(Written exercise 1): In the entries below, change "innermost point" to "central point" and write the lines out again with everything else unchanged. Please leave the pictures out of your answer.

Showing posts with label FMEA. Show all posts
Showing posts with label FMEA. Show all posts

Why your first design will not work in the field?

“Everyone should get a lecture on why their first design will not work in the field.” Here are some of the very few but primary reasons that getting a single design to work correctly for a few minutes in a lab is much easier than getting thousands of systems to work correctly for months at a time in dozens of countries around the world.

1. Did you forget to force your “unreachable” state to transition to an initial (reset) state? Clock glitches, power surges, radiation, high EM etc will occasionally cause your system to jump to a state that is not defined. When this happens, your design should reset itself, rather than crash or generatel illegal outputs.

2. Do you have internal registers that you cannot access or test? If you can set a register you must have some way of reading the register from outside the chip. In many cases inaccessible or stale registers can cause unexplained system behavior that cannot be debugged. Only full system reset can recover the system to a sane state.

3. Is there any chip in the system that controls your chip? It could be possible that this other chip is buggy. All of your external control lines should be able to be disabled or controlled, so that you can isolate the source of the problem.

4. Not enough decoupling capacitors on your board? The analog world is cruel and very unusual. Voltage spikes, current surges, crosstalk, etc can all corrupt the integrity of digital signals. Trying to save a few cents on decoupling capacitors can cause headaches and significant financial costs in the future.

5. Did you only test your system in the lab, not in the real world? As a product, systems will need to be run for months in the field to encounter all known and unknown issues. Simulation and simple lab testing won’t catch all of the weirdness of the real world. This will be the limit of real world stress test.

6. Did you not adequately test the corner cases and boundary conditions? Every corner case is as important as the main case. Even if some weird event happens only once every six months, if you do not handle it correctly, the bug can still make your system unreliable, unusable and of-course unsellable.

FMEA - Failure Mode and Effects Analysis - Part 1

Failure Mode and Effects Analysis (FMEA):
A procedure for analysis of potential failure modes within a system for the classification by severity or determination of the failure's effect upon the system. It is widely used in the manufacturing sector in various phases of the product life cycle. Failure causes are any errors or defects in process, design, or item especially ones that affect the customer, and can be potential or actual. Effects analysis refers to studying the consequences of those failures.

In this article we will see why we need FMEA in the semiconductor industry and how it can help save costs and customers while keeping the company bottomline.

(Written exercise 2): According to the post on why first designs fail in the field, what can corrupt the integrity of digital signals?

(Object point labels):
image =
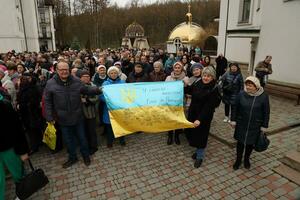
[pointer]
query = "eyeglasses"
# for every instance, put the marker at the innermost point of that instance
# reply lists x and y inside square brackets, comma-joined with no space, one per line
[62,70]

(Exercise response 1):
image =
[pointer]
query = "eyeglasses"
# for every instance, put the marker at the central point of that instance
# reply lists x and y inside square brackets, comma-joined with no space, one per line
[62,70]

(Exercise response 2): Voltage spikes, current surges, crosstalk, and similar effects.